*RECORD LIST:*
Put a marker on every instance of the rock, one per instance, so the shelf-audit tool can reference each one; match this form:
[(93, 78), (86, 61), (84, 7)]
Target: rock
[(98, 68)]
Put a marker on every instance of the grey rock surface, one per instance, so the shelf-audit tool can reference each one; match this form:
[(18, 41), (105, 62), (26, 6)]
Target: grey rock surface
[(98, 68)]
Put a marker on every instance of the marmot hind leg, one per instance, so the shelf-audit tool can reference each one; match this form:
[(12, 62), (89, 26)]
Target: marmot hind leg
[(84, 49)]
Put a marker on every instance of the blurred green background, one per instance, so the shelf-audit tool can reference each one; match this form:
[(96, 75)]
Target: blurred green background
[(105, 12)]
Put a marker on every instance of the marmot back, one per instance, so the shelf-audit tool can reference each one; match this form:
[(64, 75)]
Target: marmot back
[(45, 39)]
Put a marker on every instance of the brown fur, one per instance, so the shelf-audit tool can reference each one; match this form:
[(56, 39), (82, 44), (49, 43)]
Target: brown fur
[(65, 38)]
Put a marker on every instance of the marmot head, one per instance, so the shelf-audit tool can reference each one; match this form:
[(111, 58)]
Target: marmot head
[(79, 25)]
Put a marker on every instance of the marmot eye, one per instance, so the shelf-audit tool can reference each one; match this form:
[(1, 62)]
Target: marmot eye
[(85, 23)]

*SHORT TASK:* Please output every entry above as a numbered list, leaving out any blank lines.

*COMPLETE RESPONSE:*
1. Put a marker on every instance of the rock, one per instance, so the shelf-audit tool can reference each one; match this form:
2. [(93, 78), (86, 61), (84, 7)]
3. Target: rock
4. [(98, 68)]
5. Put a marker on every instance of the grey rock surface, one per instance, so the shelf-audit tool can reference each one; match this form:
6. [(18, 41), (105, 62), (26, 6)]
7. Target: grey rock surface
8. [(98, 68)]
9. Put a marker on every instance of the marmot hind leg, one per instance, so the shelf-audit tool can reference each one; match this form:
10. [(12, 62), (89, 26)]
11. Target: marmot hind leg
12. [(84, 49)]
13. Put a marker on every instance of the blurred green background, one per instance, so the shelf-audit tool can reference each one; match this form:
14. [(96, 75)]
15. Target: blurred green background
16. [(105, 12)]
17. Put a marker on every instance of the marmot back, one per instance, so the shelf-audit tool can reference each one; match this form:
18. [(64, 75)]
19. Target: marmot back
20. [(45, 39)]
21. Put a marker on every instance of the brown fur, one per instance, so the shelf-audit tool can reference each one; match this form:
22. [(56, 39), (82, 44), (49, 43)]
23. Target: brown fur
24. [(65, 38)]
25. Put a marker on every instance of the marmot head, one per instance, so the shelf-audit tool can reference each one; match this form:
26. [(111, 58)]
27. Target: marmot head
28. [(79, 25)]
29. Put a marker on every instance of the marmot eye, one per instance, so the shelf-audit tool can reference each one; match this form:
30. [(1, 62)]
31. Target: marmot eye
32. [(85, 23)]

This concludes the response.